Look for "orange" in the listing below. Gather each line that contains it.

● Extracted entries:
※

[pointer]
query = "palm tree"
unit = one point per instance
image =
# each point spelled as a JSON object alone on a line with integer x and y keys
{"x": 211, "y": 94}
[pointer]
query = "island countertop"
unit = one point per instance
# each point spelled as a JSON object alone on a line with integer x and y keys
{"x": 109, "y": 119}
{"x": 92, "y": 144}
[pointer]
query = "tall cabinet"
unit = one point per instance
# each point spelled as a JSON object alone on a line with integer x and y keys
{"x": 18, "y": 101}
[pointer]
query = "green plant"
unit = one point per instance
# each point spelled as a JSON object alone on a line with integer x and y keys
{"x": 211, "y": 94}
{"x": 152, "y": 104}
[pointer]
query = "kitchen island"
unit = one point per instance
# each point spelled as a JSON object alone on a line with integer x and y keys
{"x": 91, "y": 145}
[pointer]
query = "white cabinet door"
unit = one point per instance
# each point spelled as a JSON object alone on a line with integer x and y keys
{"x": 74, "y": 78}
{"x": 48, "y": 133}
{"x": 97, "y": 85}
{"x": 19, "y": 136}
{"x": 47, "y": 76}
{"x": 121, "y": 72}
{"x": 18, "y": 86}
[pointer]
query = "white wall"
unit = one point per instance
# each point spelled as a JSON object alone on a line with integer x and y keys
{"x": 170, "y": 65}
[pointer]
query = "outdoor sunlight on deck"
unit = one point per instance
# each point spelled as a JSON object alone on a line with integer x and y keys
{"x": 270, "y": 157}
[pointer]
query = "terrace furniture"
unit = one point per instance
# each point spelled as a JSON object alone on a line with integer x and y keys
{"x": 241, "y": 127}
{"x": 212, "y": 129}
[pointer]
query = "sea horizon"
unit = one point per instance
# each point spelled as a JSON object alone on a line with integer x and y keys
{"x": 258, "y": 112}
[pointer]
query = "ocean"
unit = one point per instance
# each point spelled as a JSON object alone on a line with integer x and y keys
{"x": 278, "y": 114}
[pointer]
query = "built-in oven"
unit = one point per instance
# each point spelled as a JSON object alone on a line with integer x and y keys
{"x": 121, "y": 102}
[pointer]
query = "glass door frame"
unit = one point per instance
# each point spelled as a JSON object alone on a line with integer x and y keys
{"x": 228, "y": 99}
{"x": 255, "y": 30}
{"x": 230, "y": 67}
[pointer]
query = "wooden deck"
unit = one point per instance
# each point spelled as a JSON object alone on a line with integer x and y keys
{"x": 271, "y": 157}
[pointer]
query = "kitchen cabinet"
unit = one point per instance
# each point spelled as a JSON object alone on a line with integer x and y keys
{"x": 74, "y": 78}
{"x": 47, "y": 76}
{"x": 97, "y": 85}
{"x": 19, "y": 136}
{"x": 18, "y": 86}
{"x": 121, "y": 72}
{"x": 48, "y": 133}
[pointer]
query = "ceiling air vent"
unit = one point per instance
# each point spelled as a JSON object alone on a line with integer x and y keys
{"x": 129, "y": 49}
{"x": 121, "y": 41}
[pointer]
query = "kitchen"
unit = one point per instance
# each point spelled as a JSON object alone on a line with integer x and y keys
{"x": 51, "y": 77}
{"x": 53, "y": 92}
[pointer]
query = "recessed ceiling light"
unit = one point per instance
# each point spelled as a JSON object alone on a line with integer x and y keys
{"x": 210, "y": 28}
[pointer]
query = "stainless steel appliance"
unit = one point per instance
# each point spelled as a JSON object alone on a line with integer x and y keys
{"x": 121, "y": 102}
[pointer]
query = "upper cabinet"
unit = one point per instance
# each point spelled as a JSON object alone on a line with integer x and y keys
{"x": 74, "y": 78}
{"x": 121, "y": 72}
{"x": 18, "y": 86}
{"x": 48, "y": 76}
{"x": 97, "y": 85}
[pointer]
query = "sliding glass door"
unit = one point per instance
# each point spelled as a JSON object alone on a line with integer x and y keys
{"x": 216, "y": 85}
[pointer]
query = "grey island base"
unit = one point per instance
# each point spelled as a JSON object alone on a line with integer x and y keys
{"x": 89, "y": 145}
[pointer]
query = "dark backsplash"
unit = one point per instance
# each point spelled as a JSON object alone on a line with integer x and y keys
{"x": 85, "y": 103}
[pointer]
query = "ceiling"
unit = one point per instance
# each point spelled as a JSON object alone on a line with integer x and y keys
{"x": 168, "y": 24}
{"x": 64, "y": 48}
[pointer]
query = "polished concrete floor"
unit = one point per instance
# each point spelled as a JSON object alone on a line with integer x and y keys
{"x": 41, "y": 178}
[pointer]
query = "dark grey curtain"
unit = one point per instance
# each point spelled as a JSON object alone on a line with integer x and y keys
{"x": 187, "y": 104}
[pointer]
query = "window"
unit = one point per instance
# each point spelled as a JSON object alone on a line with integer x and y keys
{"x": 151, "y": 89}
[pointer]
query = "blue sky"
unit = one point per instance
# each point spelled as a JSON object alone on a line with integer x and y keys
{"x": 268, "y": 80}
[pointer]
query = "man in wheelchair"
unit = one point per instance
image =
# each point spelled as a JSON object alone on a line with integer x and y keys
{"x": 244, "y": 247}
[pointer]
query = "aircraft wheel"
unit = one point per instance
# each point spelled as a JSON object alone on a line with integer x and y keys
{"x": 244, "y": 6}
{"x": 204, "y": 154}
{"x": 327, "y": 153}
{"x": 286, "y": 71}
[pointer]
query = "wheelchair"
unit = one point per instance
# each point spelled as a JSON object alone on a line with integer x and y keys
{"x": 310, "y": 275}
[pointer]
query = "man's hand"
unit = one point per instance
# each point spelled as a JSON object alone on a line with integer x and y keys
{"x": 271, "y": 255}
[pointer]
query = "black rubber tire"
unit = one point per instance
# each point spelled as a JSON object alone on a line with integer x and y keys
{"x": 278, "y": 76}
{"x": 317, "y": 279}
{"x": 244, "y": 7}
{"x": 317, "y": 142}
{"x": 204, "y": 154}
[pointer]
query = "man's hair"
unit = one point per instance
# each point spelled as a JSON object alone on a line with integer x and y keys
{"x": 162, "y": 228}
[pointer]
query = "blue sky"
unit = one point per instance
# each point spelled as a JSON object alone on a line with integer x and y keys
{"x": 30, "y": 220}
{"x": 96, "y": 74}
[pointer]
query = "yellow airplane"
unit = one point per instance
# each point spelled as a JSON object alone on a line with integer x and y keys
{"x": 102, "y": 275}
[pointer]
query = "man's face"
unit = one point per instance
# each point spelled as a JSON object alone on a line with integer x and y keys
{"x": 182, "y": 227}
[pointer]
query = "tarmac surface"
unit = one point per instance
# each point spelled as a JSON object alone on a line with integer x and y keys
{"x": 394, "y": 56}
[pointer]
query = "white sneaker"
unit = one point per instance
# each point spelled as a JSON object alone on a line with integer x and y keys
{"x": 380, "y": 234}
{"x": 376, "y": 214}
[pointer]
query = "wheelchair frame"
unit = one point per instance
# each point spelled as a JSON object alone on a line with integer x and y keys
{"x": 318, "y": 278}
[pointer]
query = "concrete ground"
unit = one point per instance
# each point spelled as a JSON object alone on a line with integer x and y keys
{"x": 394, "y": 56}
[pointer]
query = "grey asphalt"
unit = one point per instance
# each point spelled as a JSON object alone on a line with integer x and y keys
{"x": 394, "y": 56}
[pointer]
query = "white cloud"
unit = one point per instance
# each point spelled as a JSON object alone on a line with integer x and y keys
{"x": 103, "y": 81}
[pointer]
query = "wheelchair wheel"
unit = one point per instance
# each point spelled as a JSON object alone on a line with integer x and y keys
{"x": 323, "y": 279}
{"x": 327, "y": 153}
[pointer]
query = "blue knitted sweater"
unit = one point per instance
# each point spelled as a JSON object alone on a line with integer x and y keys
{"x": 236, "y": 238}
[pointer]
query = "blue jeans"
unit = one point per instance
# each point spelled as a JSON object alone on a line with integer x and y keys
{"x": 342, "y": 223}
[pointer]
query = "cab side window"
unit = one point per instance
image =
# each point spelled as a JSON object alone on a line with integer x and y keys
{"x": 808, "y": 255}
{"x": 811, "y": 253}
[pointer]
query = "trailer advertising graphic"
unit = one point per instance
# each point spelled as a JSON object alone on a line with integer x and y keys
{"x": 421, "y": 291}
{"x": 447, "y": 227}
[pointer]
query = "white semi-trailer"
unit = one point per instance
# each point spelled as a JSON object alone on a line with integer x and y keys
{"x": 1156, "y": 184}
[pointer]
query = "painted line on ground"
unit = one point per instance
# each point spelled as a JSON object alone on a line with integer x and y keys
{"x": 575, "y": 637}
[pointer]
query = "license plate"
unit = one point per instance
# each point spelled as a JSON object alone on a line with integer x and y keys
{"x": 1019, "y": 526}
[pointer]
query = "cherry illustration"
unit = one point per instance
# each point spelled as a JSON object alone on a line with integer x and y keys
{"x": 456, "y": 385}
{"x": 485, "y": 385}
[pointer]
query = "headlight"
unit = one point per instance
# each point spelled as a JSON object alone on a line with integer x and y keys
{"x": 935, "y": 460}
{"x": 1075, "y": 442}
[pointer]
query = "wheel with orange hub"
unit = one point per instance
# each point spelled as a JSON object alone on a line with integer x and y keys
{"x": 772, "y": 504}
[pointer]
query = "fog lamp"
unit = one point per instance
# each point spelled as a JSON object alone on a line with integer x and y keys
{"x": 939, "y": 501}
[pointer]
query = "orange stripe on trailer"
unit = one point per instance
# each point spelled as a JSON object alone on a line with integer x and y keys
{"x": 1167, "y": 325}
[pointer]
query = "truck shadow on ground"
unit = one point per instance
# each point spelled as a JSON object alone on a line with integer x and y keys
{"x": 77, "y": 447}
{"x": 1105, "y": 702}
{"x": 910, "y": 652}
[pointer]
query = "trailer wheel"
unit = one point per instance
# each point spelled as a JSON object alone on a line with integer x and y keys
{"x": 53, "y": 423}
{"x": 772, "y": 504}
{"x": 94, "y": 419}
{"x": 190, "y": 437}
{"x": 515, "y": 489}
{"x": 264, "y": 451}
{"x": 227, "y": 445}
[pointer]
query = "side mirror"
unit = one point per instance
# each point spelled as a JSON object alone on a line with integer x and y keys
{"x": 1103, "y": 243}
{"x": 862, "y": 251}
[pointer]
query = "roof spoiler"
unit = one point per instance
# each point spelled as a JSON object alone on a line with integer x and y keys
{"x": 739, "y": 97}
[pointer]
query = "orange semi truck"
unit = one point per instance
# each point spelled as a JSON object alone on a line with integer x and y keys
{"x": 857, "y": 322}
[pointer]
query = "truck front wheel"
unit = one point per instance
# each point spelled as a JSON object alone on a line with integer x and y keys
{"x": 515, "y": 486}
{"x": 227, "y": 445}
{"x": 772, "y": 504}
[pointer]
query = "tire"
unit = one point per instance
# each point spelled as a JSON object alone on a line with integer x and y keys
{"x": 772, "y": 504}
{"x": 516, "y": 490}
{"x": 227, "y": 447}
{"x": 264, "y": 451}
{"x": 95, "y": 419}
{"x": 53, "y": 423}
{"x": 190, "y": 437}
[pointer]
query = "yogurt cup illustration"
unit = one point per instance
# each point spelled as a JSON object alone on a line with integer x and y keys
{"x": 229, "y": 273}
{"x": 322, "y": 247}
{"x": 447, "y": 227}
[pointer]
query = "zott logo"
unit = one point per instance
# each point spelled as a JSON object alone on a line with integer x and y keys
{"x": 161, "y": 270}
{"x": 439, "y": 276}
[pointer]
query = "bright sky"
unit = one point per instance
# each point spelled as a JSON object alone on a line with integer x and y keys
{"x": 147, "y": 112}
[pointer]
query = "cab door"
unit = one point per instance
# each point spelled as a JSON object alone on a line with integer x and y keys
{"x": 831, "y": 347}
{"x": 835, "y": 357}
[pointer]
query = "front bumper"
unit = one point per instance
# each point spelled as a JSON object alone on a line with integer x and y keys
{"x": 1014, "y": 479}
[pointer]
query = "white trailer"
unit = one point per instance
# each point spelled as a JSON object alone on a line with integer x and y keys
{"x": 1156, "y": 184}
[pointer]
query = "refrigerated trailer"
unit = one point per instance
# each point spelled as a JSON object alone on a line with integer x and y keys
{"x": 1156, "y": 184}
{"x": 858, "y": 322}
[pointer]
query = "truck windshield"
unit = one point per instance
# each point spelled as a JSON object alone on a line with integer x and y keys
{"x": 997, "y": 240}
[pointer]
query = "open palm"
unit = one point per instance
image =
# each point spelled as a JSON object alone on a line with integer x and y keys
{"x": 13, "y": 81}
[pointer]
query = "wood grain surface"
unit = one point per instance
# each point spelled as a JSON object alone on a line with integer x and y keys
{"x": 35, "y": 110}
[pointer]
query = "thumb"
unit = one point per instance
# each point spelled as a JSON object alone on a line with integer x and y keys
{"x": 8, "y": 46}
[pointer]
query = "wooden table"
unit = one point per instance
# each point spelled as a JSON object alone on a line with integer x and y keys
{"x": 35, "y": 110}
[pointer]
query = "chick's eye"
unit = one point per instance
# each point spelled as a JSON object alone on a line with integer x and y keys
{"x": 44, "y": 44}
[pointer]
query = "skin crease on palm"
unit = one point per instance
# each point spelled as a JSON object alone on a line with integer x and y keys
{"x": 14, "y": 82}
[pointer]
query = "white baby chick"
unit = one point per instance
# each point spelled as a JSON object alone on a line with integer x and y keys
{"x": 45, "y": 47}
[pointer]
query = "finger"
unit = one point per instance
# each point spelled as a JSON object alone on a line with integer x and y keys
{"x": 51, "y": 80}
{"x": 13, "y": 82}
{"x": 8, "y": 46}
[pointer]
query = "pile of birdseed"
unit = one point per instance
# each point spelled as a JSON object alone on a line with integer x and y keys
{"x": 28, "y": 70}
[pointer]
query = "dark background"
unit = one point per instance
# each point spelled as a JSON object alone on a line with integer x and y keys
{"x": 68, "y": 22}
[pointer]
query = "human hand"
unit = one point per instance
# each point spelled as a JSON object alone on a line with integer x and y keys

※

● Solution for this exercise:
query = "wheel with orange hub"
query = "orange stripe on trailer"
query = "orange semi truck"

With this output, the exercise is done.